» **EXERCISE INSTRUCTIONS**: Transcribe everything in the records, dropping and changing nothing.

» **MATERIAL FOR THIS TASK**:
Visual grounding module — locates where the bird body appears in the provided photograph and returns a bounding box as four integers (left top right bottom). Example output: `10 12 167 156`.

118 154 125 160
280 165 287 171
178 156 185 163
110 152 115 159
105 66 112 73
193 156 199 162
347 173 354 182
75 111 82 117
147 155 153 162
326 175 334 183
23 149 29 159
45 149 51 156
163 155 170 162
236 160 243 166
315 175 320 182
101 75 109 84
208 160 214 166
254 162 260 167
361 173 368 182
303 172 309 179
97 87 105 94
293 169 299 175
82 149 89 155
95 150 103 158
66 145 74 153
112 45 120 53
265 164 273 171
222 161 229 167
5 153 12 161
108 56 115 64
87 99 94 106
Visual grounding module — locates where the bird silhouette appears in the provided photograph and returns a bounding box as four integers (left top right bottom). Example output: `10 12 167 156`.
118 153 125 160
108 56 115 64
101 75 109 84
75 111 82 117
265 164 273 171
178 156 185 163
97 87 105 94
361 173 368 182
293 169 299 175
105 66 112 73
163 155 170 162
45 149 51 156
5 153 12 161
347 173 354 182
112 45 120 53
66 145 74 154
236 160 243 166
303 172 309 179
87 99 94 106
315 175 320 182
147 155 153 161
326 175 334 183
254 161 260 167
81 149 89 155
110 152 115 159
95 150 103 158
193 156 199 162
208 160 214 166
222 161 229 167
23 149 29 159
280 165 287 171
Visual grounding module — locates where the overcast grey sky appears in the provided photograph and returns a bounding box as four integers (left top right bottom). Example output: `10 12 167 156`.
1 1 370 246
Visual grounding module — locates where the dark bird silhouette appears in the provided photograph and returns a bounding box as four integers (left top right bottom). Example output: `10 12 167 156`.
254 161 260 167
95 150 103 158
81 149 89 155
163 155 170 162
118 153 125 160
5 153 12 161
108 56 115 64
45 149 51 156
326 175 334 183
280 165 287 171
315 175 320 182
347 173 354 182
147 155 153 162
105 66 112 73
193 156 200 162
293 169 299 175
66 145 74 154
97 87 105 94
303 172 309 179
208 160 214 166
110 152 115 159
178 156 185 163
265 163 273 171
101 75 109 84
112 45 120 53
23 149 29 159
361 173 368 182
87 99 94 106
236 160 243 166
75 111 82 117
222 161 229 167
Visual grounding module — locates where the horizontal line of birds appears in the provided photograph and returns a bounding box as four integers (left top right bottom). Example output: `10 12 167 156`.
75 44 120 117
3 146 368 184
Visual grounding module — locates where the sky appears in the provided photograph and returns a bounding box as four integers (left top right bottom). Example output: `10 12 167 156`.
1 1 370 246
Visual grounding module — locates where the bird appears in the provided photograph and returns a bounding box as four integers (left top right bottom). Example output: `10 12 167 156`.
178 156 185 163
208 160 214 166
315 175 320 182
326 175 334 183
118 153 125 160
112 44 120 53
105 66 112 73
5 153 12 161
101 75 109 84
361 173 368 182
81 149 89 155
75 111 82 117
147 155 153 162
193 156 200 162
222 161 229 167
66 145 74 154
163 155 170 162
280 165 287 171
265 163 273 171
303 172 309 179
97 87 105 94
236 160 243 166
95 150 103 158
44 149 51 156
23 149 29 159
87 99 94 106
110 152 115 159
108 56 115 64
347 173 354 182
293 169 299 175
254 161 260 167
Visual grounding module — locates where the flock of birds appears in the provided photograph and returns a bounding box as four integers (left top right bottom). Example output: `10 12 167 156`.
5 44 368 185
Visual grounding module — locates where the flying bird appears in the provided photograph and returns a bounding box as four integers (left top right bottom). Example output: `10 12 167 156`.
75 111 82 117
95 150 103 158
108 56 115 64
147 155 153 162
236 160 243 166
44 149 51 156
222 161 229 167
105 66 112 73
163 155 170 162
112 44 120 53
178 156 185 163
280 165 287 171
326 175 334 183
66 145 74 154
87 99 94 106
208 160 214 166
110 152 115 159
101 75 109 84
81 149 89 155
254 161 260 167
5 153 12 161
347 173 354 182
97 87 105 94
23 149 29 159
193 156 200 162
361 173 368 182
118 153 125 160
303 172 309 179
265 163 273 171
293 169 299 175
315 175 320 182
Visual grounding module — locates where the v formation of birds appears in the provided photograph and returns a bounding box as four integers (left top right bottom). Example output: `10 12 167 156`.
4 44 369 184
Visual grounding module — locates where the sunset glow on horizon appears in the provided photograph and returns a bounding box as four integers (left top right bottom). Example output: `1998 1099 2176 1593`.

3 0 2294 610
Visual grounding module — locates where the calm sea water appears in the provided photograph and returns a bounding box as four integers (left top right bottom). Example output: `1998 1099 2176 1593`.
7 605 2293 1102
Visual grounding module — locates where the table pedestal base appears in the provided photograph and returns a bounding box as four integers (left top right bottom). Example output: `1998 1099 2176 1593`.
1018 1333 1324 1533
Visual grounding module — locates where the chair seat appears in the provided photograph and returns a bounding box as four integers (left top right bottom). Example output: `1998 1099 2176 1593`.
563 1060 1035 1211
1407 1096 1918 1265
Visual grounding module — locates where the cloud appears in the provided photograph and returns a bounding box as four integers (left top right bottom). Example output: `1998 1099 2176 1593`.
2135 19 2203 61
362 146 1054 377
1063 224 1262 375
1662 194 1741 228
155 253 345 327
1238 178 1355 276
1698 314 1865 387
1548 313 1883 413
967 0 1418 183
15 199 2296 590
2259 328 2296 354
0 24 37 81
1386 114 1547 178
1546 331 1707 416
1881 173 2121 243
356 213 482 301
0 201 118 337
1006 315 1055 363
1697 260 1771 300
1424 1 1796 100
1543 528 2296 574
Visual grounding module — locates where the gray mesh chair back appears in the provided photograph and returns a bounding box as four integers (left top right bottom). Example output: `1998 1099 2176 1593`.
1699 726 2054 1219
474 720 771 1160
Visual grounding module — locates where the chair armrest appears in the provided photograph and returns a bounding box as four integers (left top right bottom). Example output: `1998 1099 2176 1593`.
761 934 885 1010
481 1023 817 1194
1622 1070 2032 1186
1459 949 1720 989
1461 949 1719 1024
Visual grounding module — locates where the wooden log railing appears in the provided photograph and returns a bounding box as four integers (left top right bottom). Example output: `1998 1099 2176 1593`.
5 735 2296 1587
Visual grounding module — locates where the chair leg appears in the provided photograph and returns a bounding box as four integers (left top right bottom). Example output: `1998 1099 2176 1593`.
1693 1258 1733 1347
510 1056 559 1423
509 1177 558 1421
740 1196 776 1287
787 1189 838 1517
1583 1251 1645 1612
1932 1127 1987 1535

» **ANSWER BOX**:
Visual grounding module — locates where the bird body appears in the provided photograph and returns a bounding box as four integers (left top right bottom). Example output: `10 12 167 156`.

118 154 125 160
280 165 287 171
178 156 185 163
110 152 115 159
105 66 112 73
193 156 199 162
347 173 354 182
75 111 82 117
147 155 153 162
326 175 334 183
23 149 29 159
45 149 51 156
163 155 170 162
236 160 243 166
315 175 320 182
101 75 109 84
208 160 214 166
254 162 260 167
361 173 368 182
303 172 309 179
97 87 105 94
293 169 299 175
82 149 89 155
95 150 103 158
66 145 74 153
112 45 120 53
265 164 273 171
222 161 229 167
5 153 12 161
108 56 115 64
87 99 94 106
Visual grounding module — locates where the bird silhouette appears in the provided photograph and returns a bounding box as four integers (left top right bottom). Example output: `10 12 167 156`.
118 153 125 160
108 56 115 64
101 75 109 84
75 111 82 117
265 164 273 171
178 156 185 163
97 87 105 94
361 173 368 182
293 169 299 175
105 66 112 73
163 155 170 162
45 149 51 156
5 153 12 161
347 173 354 182
112 45 120 53
66 145 74 154
236 160 243 166
303 172 309 179
87 99 94 106
315 175 320 182
147 155 153 161
326 175 334 183
254 161 260 167
81 149 89 155
110 152 115 159
95 150 103 158
193 156 199 162
208 160 214 166
222 161 229 167
23 149 29 159
280 165 287 171
Visual grounding module — locates where the overcast grey sky appears in the provided photograph and returns a bounding box as four integers (left top right bottom). Example output: `10 12 167 156`.
1 1 370 246
Visual grounding module — locates where the dark bird silhouette appears in the provided photograph and returns a bounding box as four integers (left top right bottom). Example output: `10 12 167 156`.
254 161 260 167
95 150 103 158
81 149 89 155
163 155 170 162
118 153 125 160
5 153 12 161
108 56 115 64
45 149 51 156
326 175 334 183
280 165 287 171
315 175 320 182
347 173 354 182
147 155 153 162
105 66 112 73
193 156 200 162
293 169 299 175
66 145 74 154
97 87 105 94
303 172 309 179
208 160 214 166
110 152 115 159
178 156 185 163
265 163 273 171
101 75 109 84
112 45 120 53
23 149 29 159
361 173 368 182
87 99 94 106
236 160 243 166
75 111 82 117
222 161 229 167
Visual grounding module — locates where the horizontal line of birds appears in the provided photograph and returns a bounding box as four integers (left top right bottom). Example output: `10 12 167 156`.
75 44 120 117
3 146 368 184
Visual grounding module — locates where the sky appears in the provided photograph and returns a bounding box as four integers (left top right bottom). Example output: `10 12 167 156`.
1 1 370 246
Visual grounding module — locates where the bird appears in the provided photograph and returns a bounding box as four integers (left top right bottom). Example output: `10 12 167 156`.
178 156 185 163
208 160 214 166
315 175 320 182
326 175 334 183
118 153 125 160
112 44 120 53
105 66 112 73
5 153 12 161
101 75 109 84
361 173 368 182
81 149 89 155
75 111 82 117
147 155 153 162
193 156 200 162
222 161 229 167
66 145 74 154
163 155 170 162
280 165 287 171
265 163 273 171
303 172 309 179
97 87 105 94
236 160 243 166
95 150 103 158
44 149 51 156
23 149 29 159
87 99 94 106
110 152 115 159
108 56 115 64
347 173 354 182
293 169 299 175
254 161 260 167
Visual grounding module — locates where the flock of birds appears in the provided photograph and returns a bounding box as four integers (left top right bottom). Example output: `10 12 167 156`.
5 44 368 185
Visual grounding module — locates where the flying bird appears in the provided photograph and returns a bounding box as four integers (left top right bottom). Example output: `10 12 167 156`.
75 111 82 117
95 150 103 158
108 56 115 64
147 155 153 162
236 160 243 166
44 149 51 156
222 161 229 167
105 66 112 73
163 155 170 162
112 44 120 53
178 156 185 163
280 165 287 171
326 175 334 183
66 145 74 154
87 99 94 106
208 160 214 166
110 152 115 159
101 75 109 84
81 149 89 155
254 161 260 167
5 153 12 161
347 173 354 182
97 87 105 94
23 149 29 159
193 156 200 162
361 173 368 182
118 153 125 160
303 172 309 179
265 163 273 171
293 169 299 175
315 175 320 182
Visual grounding module — locates where the v formation of birds appears in the provided photograph and returns a bounding box as four integers (left top right bottom). Example output: `10 12 167 156`.
4 44 369 184
Visual grounding module — locates where the sunset glow on horizon appears in the provided photograph and returns a bounding box as four integers (left top right bottom). Example output: `1998 1099 2176 1593`.

3 0 2294 610
Visual grounding module — locates where the calm sea water appears in the provided photograph and returns a bounding box as four integers (left top right bottom). Example output: `1998 1099 2176 1593`.
7 605 2293 1102
Visual grounding module — locates where the table pedestal base appears in the provided photograph and returns a bounding box as four integers (left top right bottom). Example output: `1998 1099 2176 1593`.
1018 1333 1324 1533
Visual grounding module — locates where the chair seat appears in the provided photograph and returns a bounding box as four integers (left top right bottom). Example output: `1998 1099 2176 1593`.
563 1060 1035 1211
1407 1096 1918 1265
Visual grounding module — locates where the cloud appears in the provided photograph and returns a bounding box as four integers (left top right bottom). Example output: `1998 1099 2176 1593`.
2135 19 2203 61
362 146 1054 377
1063 224 1262 375
1662 194 1741 228
155 253 345 327
1238 178 1355 276
1698 314 1865 387
1548 313 1883 413
967 0 1418 183
15 199 2296 590
2259 328 2296 354
0 24 37 81
1386 114 1547 178
1546 331 1707 416
1881 173 2121 243
356 213 482 301
0 201 118 337
1006 315 1055 363
1697 260 1771 300
1424 1 1796 100
1543 528 2296 574
Visual grounding module — locates where the gray mesh chair back appears in the provided photograph and returns a bounding box as four integers (left top right bottom). Example output: `1998 1099 2176 1593`.
1699 726 2054 1219
474 720 771 1160
Visual grounding module — locates where the chair armrest appears in the provided photograph and returns a bounding box as four integers (left top right bottom). Example output: `1998 1099 2176 1593`.
761 934 885 1010
481 1023 817 1194
1622 1070 2032 1186
1459 949 1720 989
1461 949 1719 1024
Visual grounding module — locates where the wooden log railing appears in the provided photograph and returns a bounding box as four integers (left top right bottom). Example output: `1998 1099 2176 1593`.
5 735 2296 1587
Visual grounding module — locates where the chair leg appears in the provided photograph and returns a bounding box as four integers (left top right bottom). Example output: `1998 1099 2176 1593`.
1693 1258 1733 1347
510 1056 559 1423
509 1177 558 1421
740 1196 776 1287
787 1189 838 1517
1583 1251 1645 1612
1932 1127 1987 1535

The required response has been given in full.